[[ TEXT SHOWN, beginning ]]

Understanding the dialect of Democrats.
In the 2008 primary, according to Game Change, Harry Reid judged Barack Obama by the color of his skin while Hillary Clinton honed in on the content of his character. Reid thought him sufficiently “light-skinned” for victory; Hillary thought him corrupt enough for defeat.
The book says Hillary approved of the comment made by her New Hampshire campaign co-chair, Billy Shaheen, who had said that Obama’s disclosures of cocaine and marijuana use would expose him to Republican attacks. “The Republicans are not going to give up without a fight…and one of the things they’re certainly going to jump on is his drug use,” he said.
Press accounts at the time said Hillary apologized to Obama directly for Shaheen’s remark. In reality, according to Game Change, she was overjoyed by it, saying to aides privately, “Good for him!” and “Let’s push it out.”

[[ TEXT SHOWN, end ]]

* [TASKS TO CARRY OUT]
a: Based on the Game Change passage, decide whether each statement agrees with it. For each, answer yes or no and quote the deciding words. (i) Billy Shaheen was Hillary Clinton's New Hampshire campaign co-chair. (ii) According to Game Change, Hillary privately urged aides to keep Shaheen's remark quiet. (iii) Harry Reid considered Obama sufficiently light-skinned to win.
b: Write out the Game Change passage, beginning at the words "In the 2008" and ending after "enough for defeat.".
c: Name every person mentioned by name in the Game Change passage.

[[ DATA EXCERPT, beginning ]]

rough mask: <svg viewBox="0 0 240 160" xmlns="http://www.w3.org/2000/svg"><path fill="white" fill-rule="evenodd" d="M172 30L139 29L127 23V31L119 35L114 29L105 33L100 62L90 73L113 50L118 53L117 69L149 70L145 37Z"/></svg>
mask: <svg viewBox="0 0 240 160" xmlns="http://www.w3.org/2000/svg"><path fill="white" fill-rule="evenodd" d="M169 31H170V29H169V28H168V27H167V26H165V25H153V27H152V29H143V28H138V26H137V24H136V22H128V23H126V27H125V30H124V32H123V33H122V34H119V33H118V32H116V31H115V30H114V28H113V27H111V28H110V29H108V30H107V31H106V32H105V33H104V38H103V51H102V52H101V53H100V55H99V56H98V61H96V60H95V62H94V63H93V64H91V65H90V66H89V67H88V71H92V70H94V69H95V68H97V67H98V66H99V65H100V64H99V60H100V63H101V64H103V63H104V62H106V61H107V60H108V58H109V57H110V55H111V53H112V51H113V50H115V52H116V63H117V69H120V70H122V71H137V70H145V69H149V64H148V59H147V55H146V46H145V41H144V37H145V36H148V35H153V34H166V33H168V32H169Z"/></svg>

[[ DATA EXCERPT, end ]]

* [RESPONSES BY TASK]
a:
(i) Yes: "her New Hampshire campaign co-chair, Billy Shaheen"
(ii) No: "she was overjoyed by it, saying to aides privately, “Good for him!” and “Let’s push it out.”"
(iii) Yes: "Reid thought him sufficiently “light-skinned” for victory"

b:
In the 2008 primary, according to Game Change, Harry Reid judged Barack Obama by the color of his skin while Hillary Clinton honed in on the content of his character. Reid thought him sufficiently “light-skinned” for victory; Hillary thought him corrupt enough for defeat.

c: Harry Reid, Barack Obama, Hillary Clinton, Billy Shaheen